[Dataset entries]
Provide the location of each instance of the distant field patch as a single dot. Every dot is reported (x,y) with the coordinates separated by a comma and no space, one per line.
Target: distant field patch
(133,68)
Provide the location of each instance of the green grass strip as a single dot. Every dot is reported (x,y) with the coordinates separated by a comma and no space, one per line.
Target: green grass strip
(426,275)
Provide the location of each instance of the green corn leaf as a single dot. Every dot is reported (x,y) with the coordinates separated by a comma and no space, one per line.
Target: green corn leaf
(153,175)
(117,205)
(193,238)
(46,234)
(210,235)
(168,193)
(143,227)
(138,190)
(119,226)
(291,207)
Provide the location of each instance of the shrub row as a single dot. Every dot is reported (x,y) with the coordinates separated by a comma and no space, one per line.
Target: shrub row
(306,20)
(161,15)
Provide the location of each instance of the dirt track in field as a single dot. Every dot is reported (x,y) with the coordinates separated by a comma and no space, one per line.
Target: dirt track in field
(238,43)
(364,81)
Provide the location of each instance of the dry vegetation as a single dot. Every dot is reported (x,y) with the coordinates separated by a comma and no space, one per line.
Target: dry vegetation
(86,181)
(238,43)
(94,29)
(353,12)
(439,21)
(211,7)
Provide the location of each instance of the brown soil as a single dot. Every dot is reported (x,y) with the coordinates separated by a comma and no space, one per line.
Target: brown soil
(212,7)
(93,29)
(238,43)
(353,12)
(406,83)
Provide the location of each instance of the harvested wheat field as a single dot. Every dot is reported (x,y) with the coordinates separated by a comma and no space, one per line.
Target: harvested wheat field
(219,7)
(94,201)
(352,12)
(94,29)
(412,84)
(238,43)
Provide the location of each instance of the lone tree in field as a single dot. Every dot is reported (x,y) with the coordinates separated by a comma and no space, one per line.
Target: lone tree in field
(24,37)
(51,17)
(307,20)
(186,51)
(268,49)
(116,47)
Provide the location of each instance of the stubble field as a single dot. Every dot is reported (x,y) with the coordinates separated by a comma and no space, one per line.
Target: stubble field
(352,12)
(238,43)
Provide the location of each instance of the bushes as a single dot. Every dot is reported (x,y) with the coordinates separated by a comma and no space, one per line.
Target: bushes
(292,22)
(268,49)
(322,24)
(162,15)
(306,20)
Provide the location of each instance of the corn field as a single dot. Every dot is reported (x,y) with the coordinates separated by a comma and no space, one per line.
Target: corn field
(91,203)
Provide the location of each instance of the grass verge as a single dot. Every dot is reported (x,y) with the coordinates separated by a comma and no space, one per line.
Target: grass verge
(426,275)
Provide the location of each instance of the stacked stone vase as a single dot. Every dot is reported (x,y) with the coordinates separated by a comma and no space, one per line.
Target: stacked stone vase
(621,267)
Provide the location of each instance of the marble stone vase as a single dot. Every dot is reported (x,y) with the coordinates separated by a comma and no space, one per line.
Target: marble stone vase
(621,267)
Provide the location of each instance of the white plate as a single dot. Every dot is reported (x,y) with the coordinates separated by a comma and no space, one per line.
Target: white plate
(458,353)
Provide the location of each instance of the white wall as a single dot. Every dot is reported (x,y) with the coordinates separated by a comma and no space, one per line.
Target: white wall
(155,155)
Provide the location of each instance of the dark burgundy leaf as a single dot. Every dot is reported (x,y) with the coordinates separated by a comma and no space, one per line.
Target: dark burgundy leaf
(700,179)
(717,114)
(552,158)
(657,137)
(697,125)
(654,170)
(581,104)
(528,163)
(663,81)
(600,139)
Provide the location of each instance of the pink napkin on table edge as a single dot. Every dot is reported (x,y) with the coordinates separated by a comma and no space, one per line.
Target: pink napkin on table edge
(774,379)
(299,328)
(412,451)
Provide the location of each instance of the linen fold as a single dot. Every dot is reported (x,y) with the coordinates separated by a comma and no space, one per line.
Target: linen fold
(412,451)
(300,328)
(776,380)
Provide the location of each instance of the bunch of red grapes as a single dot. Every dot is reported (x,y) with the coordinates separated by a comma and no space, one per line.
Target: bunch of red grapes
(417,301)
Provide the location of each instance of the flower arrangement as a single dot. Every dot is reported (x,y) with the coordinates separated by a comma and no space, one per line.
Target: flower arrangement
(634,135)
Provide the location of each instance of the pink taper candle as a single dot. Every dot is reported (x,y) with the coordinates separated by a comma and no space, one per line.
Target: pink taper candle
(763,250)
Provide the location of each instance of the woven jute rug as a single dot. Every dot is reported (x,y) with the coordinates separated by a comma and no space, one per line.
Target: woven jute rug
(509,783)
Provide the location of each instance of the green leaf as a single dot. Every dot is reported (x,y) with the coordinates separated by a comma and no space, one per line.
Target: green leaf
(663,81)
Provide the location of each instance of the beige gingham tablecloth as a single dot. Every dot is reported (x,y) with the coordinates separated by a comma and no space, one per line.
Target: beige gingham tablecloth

WHAT THE TASK ASKS: Could you count how many lines in the records contain the word "beige"? Only the number is needed.

THE COMPLETED TASK: 2